Task description: From the records below, determine the number of lines containing "photograph". Output that number alone.

Data shown:
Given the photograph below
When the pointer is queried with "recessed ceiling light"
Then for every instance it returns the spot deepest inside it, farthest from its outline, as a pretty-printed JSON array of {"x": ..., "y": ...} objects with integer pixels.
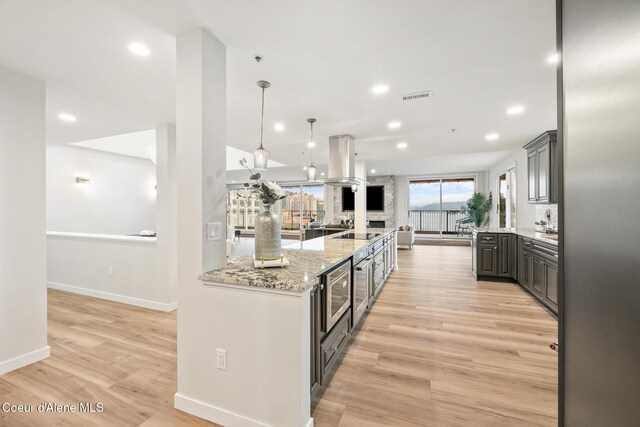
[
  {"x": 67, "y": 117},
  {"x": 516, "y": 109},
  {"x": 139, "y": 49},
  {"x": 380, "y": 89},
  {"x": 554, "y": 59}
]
--
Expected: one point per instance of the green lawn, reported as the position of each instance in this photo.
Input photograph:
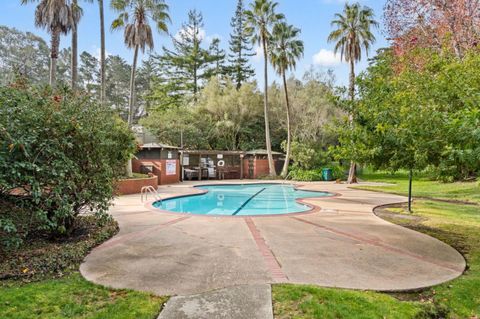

Task solution: 2